Instruction 1: In the box on a "development first" approach to fossil fuel production, which model is used for the global-level modelling?

Document segment:
— Begin —
Box 9: A ‘Development First’ approach to future fossil fuel production
Previous attempts to estimate the remaining ‘burnable carbon’ budget by region, as originally modelled by Ekins and McGlade, have done so on the basis of least-cost production and transport, and have not considered equity. At the same time, there is a growing body of literature that examines the relevance of equity for policy decisions relating to future fossil fuel supply. Setting aside the political feasibility and the risks of any such approach, there is value in understanding whether there is any economic argument for redistribution. Who would be the winners and losers under any reallocation of production rights? Would any form of strategic ‘allocation’ make economic sense given the costs of production?
This box presents a reworking of the geographical distribution of unburnable carbon under a ‘development first’ scenario, which accounts for equity by allocating greater fossil fuel production rights to less developed countries. The global-level modelling uses the TIAM-UCL model and applies a UNDP Human Development Index (HDI) ranking to each of its regions to determine ‘priority’ levels (see Table 3) for allocating production levels. This draws upon the first of the three criteria proposed by Caney for informing the integration of equity considerations into the hypothetical allocation of ‘extractive rights’:
- Development status/need for development – the strong need for economic development might mean that priority would be given to the least developed countries;
- Historical responsibility, or benefits accrued – a country that has already benefited vastly from fossil fuel extraction, might see its level of priority for continued extraction lowered; and,
- Alternative means of development – the availability of other (energy and income) options for development beyond extractives might effectively lower a country’s level of priority.
— End —
Instruction 2: Pick out every line of the listing below that contains the string "riding", and copy each one out. Matching is case-sensitive.

Data section:
— Begin —
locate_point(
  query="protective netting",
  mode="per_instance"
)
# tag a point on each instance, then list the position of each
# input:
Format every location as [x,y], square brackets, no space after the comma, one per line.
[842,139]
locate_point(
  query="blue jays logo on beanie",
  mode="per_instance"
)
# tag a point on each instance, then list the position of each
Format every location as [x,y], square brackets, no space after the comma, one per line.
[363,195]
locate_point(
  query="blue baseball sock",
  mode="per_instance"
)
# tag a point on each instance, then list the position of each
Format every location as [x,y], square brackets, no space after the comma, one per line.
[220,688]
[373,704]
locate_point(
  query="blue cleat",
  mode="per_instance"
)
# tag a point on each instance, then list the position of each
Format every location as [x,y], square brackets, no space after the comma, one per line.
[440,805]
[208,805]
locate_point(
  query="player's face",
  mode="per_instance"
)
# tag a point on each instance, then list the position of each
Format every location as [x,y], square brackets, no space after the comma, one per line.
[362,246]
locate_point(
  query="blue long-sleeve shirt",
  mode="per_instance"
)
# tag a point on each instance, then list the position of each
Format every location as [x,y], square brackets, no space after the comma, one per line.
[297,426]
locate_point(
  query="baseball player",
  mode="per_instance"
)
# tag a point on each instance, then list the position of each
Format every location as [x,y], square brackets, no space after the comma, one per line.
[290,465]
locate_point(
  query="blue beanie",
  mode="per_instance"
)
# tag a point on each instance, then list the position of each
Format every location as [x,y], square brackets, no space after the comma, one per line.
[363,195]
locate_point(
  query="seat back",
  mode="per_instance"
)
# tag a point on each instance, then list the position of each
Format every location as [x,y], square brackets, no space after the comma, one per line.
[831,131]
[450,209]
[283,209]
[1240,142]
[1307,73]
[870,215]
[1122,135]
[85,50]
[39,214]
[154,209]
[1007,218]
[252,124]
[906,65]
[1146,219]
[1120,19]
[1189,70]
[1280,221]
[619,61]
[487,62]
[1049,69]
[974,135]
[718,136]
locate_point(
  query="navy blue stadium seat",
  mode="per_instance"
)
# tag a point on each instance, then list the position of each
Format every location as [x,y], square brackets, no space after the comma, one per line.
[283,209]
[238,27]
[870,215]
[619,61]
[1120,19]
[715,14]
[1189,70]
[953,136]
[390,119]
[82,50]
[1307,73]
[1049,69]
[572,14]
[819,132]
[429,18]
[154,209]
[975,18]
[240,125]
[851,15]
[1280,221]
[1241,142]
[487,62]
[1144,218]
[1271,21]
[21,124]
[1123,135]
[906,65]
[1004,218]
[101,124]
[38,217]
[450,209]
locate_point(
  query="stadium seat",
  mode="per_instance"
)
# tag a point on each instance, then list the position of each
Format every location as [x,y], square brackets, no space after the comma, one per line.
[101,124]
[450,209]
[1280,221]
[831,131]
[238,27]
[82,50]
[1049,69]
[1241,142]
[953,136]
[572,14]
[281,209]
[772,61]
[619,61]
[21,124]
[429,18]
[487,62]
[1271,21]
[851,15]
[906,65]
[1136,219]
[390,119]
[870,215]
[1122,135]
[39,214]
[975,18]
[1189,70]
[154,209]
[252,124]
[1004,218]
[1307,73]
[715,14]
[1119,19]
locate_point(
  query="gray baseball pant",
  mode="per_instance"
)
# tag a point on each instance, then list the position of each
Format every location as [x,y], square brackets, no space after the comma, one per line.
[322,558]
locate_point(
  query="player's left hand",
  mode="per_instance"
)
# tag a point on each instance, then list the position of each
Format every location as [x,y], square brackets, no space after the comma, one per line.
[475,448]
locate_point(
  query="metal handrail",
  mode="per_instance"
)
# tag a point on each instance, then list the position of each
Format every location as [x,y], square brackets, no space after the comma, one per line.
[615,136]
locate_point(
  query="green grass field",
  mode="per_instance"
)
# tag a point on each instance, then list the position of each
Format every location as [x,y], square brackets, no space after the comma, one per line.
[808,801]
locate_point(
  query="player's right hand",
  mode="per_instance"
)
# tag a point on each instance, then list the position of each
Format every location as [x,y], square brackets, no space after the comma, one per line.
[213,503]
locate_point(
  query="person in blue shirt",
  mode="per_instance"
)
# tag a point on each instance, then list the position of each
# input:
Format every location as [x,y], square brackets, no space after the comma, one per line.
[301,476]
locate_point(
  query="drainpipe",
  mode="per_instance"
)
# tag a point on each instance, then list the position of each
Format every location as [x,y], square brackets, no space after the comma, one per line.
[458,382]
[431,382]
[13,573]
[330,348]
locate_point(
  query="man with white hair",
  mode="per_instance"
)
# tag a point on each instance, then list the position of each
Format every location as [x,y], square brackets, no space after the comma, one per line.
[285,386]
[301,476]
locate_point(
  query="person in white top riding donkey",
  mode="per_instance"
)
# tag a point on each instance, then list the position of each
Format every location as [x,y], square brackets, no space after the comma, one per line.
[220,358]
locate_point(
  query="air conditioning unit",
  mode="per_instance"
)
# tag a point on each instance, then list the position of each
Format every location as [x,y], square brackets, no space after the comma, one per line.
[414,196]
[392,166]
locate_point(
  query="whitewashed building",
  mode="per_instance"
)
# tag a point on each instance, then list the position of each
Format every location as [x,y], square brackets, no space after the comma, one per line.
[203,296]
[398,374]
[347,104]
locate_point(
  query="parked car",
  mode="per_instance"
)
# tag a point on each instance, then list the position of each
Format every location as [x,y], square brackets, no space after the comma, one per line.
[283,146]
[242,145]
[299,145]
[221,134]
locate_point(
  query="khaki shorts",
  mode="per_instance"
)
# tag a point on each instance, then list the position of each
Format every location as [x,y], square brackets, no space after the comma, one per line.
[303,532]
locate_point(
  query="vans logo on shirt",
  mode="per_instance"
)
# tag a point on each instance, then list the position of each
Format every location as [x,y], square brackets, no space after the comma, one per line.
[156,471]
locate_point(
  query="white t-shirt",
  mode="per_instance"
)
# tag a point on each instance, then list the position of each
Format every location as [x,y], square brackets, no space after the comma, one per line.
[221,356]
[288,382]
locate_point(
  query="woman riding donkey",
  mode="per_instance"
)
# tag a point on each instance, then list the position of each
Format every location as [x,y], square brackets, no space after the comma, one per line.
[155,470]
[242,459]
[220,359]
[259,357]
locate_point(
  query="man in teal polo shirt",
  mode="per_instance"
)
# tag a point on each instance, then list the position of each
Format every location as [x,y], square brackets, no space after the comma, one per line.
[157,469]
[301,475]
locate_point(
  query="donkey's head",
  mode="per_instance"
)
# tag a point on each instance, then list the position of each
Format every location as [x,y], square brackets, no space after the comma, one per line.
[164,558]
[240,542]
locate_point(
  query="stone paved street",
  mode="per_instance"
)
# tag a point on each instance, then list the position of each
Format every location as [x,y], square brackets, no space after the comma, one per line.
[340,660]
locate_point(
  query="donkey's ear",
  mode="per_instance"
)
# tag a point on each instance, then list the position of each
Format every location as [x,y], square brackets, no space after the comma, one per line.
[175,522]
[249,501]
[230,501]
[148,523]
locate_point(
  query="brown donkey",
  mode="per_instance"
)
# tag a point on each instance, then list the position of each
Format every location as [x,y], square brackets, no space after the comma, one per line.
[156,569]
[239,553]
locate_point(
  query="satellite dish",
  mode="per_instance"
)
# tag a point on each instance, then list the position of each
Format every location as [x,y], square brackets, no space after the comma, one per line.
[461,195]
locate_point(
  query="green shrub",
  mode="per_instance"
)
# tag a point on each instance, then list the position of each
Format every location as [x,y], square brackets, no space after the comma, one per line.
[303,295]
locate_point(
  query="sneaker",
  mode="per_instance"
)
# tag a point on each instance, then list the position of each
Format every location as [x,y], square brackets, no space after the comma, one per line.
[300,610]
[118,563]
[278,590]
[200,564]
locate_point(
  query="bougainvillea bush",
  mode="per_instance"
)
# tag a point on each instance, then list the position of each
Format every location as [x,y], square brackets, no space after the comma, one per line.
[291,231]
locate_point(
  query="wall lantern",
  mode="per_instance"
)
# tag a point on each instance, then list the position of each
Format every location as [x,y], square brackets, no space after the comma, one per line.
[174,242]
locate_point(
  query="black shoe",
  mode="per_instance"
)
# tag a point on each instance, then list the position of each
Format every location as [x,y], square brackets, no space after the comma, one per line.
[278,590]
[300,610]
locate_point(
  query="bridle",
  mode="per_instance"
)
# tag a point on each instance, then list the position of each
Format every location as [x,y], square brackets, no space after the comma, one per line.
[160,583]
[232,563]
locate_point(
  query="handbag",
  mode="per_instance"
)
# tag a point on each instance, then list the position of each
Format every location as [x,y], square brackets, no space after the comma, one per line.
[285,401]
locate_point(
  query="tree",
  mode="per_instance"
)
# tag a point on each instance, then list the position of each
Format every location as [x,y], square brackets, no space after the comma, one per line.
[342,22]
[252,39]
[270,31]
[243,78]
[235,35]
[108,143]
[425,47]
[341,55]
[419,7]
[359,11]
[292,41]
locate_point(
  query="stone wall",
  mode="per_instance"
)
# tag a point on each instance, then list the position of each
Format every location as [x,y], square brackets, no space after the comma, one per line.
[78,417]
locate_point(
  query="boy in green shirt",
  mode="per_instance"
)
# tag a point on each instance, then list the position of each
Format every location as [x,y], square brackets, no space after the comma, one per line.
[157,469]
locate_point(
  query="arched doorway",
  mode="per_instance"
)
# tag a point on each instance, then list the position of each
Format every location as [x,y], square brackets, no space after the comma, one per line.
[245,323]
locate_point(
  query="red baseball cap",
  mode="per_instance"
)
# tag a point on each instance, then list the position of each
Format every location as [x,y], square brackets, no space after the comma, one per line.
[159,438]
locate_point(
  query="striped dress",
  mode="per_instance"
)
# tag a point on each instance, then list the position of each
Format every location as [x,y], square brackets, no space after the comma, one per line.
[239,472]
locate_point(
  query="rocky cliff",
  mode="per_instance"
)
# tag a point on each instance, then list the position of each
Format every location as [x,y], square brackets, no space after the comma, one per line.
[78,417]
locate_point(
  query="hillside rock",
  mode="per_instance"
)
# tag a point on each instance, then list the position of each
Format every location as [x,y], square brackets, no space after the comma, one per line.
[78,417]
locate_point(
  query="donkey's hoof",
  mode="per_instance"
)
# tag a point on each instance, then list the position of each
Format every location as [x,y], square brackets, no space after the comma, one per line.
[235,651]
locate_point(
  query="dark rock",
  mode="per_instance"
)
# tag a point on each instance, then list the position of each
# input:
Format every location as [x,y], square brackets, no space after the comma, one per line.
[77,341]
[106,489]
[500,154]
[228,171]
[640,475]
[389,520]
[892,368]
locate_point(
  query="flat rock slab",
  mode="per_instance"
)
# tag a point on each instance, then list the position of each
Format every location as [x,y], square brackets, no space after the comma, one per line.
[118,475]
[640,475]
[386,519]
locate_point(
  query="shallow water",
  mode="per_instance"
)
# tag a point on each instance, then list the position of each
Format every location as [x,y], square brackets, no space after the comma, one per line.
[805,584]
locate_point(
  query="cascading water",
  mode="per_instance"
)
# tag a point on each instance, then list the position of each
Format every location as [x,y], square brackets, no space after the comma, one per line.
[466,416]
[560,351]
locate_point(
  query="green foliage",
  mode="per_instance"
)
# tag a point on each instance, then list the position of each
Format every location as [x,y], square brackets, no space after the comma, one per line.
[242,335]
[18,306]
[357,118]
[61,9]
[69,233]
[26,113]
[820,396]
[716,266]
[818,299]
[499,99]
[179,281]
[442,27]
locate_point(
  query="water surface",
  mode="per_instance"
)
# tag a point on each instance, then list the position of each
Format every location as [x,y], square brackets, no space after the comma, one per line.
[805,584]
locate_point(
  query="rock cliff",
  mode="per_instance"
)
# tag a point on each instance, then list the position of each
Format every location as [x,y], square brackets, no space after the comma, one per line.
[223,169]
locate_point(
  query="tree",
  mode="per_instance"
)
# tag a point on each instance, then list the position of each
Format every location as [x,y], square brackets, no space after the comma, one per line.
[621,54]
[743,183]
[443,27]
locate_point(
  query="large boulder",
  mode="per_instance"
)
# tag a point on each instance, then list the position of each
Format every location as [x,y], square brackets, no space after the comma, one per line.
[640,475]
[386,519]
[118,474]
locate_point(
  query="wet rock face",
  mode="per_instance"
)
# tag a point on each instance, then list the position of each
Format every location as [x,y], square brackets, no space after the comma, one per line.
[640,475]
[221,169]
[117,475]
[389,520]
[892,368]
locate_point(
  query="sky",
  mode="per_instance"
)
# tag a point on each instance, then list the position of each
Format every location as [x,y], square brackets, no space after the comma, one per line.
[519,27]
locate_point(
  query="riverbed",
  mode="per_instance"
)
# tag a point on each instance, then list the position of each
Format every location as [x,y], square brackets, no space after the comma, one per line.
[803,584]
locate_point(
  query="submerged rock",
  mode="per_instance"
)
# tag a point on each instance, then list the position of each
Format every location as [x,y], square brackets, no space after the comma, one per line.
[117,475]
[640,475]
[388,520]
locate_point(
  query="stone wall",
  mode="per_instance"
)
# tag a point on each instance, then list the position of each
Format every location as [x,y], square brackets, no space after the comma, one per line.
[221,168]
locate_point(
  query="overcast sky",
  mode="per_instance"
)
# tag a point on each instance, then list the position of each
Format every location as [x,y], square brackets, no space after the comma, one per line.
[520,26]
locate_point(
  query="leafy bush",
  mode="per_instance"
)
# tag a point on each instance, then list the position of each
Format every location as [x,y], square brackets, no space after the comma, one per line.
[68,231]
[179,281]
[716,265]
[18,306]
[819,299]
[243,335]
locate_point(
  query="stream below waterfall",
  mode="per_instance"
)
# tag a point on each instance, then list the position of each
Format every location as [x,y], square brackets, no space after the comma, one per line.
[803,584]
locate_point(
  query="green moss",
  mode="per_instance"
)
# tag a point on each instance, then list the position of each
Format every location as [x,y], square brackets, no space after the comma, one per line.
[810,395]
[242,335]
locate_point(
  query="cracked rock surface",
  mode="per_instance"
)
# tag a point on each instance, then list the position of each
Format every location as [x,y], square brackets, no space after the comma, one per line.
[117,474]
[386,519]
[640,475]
— End —
Correct result 1: The TIAM-UCL model.

Correct result 2:
  query="person in white top riding donkey",
  query="woman riding donkey",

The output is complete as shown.